• _Tugas_
Ringkaslah teks sumber tentang Nizam Jemaat dalam dua kalimat.

• _Teks Sumber_
Nizam Jemaat

Revisi per 24 November 2022 14.27 oleh Isa (bicara | kontrib)

Pertemuan Pertama

Nizam dalam bahasa Arab ditulis An-Nidzoom (النّظام) yang artinya: sistem, disiplin, perintah dan komando [1] dan Nizam dalam bahasa Urdu (نظام) berarti kebiasaan, cara hidup, watak, adat, praktik, perilaku, aturan, regulasi, sistem, pengaturan, urutan, pengaturan.[2]

Jemaat dalam bahasa arab ditulis Jamaa'ah (جماعة) yang artinya: kelompok, badan, masyarakat, komunitas.[3] Dalam bahasa Urdu ditulis Jama'at (جَماعَت) yang berarti kelompok, kerumunan, tubuh, asosiasi, kelas, perkumpulan, komunitas, persaudaraan dll.[4] Sedangkan dalam bahasa Indonesia ditulis Jemaat yang artinya sehimpunan umat atau jemaah.[5]

Penulisan yang lazim dari Nizam Jemaat adalah Nizam-e-Jama'at.[6] Nizam Jemaat secara sederhana berarti Sistem Keseluruhan atau Organisasi Jemaat Muslim Ahmadiyah.

• _Kumpulan Entri_

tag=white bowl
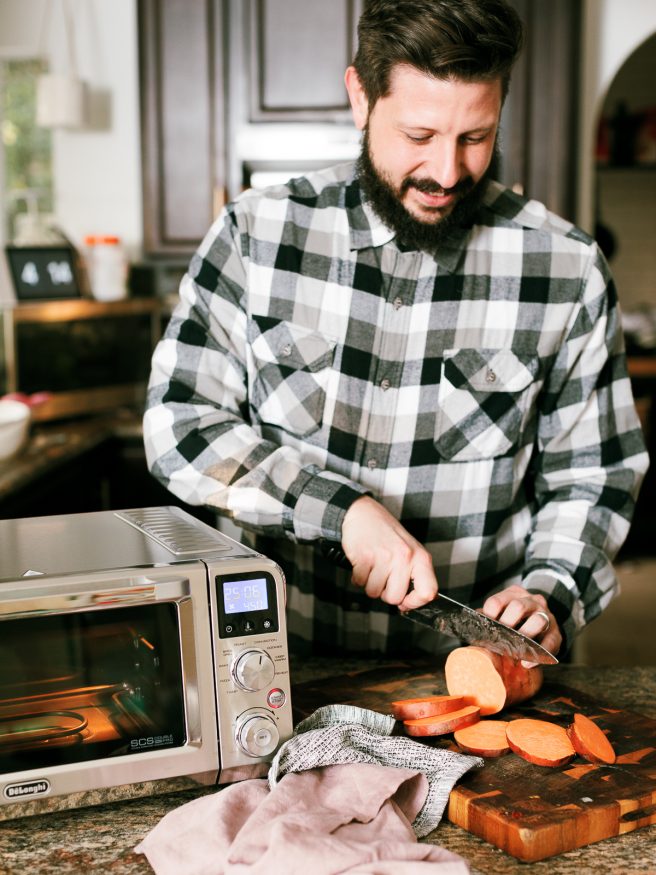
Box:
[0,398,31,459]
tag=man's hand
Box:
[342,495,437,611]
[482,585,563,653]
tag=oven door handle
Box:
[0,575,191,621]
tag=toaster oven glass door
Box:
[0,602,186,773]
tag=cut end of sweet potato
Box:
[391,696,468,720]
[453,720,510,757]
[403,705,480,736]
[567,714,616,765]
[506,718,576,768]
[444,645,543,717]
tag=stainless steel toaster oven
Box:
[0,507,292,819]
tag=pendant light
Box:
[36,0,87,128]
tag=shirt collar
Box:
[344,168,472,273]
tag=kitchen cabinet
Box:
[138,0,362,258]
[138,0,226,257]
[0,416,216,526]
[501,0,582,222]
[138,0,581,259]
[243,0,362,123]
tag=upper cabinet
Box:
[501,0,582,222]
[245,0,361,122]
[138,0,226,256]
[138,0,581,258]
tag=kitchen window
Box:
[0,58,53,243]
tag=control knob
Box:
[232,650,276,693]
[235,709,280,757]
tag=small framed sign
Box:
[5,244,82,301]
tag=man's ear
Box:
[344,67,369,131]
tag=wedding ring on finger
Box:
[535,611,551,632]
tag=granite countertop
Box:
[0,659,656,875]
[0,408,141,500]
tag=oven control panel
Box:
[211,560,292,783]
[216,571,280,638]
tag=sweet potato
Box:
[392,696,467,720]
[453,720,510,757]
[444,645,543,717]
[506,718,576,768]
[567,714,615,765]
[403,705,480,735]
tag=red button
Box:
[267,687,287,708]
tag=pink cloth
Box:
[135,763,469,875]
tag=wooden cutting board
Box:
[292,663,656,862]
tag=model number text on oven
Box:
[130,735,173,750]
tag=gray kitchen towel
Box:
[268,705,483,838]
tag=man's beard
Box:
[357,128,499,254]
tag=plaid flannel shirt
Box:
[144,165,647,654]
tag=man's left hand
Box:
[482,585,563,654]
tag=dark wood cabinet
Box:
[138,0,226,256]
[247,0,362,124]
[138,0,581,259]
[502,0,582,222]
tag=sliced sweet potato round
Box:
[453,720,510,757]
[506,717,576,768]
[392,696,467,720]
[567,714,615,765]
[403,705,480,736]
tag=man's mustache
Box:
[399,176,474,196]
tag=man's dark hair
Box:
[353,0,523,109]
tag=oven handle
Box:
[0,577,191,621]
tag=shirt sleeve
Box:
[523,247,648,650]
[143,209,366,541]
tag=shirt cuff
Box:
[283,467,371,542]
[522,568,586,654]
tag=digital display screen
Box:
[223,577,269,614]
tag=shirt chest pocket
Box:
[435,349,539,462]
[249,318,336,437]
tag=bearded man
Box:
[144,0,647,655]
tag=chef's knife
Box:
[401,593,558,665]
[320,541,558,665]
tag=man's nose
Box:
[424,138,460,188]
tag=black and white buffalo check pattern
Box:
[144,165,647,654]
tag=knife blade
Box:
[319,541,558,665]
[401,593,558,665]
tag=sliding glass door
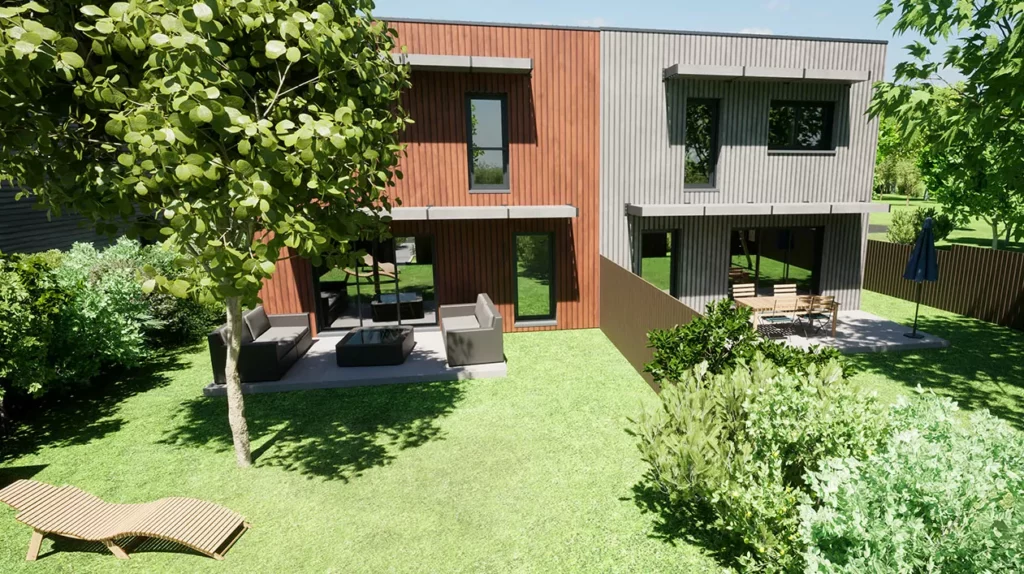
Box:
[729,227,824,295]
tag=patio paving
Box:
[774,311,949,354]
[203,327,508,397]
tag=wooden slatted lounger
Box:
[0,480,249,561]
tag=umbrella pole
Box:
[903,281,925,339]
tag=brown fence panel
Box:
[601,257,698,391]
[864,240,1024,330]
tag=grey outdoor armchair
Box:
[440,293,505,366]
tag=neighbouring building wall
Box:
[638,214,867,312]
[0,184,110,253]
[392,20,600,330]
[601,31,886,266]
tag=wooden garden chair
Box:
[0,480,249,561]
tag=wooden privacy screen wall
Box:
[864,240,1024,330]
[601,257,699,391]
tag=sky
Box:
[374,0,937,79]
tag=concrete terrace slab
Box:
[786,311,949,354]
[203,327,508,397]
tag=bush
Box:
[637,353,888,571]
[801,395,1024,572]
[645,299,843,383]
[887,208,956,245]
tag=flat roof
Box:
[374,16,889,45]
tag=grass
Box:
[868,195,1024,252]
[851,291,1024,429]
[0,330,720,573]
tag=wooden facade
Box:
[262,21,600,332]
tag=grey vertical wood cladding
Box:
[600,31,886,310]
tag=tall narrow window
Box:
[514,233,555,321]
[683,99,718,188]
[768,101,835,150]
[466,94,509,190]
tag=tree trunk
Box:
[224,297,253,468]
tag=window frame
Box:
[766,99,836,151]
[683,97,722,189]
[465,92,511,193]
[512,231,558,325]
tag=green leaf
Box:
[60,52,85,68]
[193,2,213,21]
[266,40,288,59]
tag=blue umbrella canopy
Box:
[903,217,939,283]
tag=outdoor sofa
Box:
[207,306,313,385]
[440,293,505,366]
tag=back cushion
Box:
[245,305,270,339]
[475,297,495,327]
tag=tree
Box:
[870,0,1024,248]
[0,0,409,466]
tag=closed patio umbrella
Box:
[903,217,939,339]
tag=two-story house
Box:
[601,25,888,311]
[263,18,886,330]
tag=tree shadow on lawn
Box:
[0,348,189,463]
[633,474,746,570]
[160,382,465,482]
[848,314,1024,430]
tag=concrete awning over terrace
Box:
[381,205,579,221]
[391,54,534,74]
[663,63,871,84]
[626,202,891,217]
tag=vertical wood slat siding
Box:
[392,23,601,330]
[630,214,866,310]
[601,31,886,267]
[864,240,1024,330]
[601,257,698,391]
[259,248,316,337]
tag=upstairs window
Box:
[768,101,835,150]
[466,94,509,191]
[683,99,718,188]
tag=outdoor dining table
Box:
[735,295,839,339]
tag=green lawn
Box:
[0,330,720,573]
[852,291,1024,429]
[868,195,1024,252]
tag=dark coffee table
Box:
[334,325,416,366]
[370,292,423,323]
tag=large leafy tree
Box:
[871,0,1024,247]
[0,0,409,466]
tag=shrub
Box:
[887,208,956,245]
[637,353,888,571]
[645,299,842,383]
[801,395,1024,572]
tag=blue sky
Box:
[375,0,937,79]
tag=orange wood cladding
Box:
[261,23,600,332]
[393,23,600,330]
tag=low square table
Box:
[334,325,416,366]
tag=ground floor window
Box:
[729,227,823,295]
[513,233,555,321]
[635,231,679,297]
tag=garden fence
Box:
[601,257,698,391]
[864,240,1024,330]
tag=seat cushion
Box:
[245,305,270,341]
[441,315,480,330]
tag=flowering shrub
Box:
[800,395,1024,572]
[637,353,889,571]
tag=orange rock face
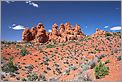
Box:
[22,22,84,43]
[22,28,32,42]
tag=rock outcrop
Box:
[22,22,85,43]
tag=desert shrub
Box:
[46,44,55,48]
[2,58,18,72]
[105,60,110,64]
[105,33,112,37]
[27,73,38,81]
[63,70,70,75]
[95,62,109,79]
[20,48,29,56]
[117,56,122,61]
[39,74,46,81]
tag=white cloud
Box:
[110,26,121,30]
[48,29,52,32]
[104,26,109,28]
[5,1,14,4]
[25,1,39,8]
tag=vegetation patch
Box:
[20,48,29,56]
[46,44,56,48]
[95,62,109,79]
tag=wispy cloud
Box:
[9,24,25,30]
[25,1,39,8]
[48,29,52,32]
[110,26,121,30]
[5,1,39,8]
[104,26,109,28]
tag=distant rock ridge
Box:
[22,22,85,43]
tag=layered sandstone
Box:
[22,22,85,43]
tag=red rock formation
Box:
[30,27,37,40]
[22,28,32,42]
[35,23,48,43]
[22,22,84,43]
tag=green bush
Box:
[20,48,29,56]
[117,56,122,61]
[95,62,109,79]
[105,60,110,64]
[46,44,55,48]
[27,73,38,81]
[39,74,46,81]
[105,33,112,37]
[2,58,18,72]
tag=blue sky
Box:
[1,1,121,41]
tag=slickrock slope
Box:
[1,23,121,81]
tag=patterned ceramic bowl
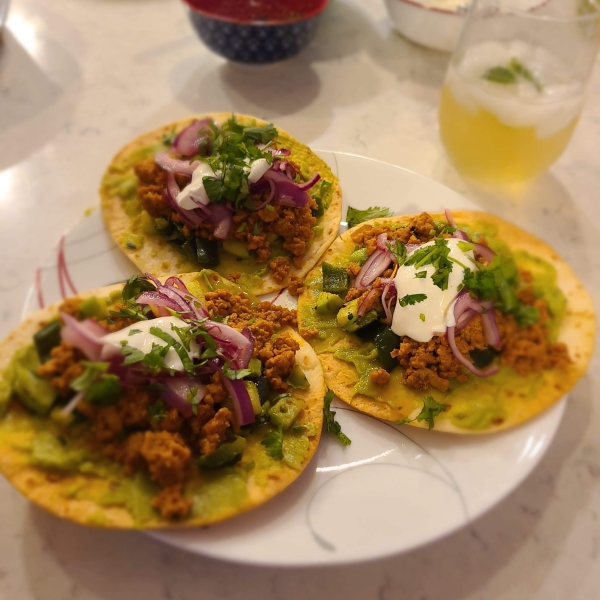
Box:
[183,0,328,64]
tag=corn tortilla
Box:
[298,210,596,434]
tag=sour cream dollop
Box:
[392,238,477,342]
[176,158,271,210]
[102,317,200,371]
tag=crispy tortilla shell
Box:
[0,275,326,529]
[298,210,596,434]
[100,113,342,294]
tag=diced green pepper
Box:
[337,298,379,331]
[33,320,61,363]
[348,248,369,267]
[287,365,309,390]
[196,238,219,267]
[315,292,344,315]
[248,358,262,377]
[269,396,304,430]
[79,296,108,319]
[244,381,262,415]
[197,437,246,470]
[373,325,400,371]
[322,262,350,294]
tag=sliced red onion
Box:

• _Jawaban Latihan_
Dalam bahasa Arab, Nizam berarti sistem, disiplin, perintah, dan komando, sedangkan Jemaat dalam bahasa Indonesia berarti sehimpunan umat atau jemaah. Nizam Jemaat, yang lazim ditulis Nizam-e-Jama'at, secara sederhana berarti sistem keseluruhan atau organisasi Jemaat Muslim Ahmadiyah.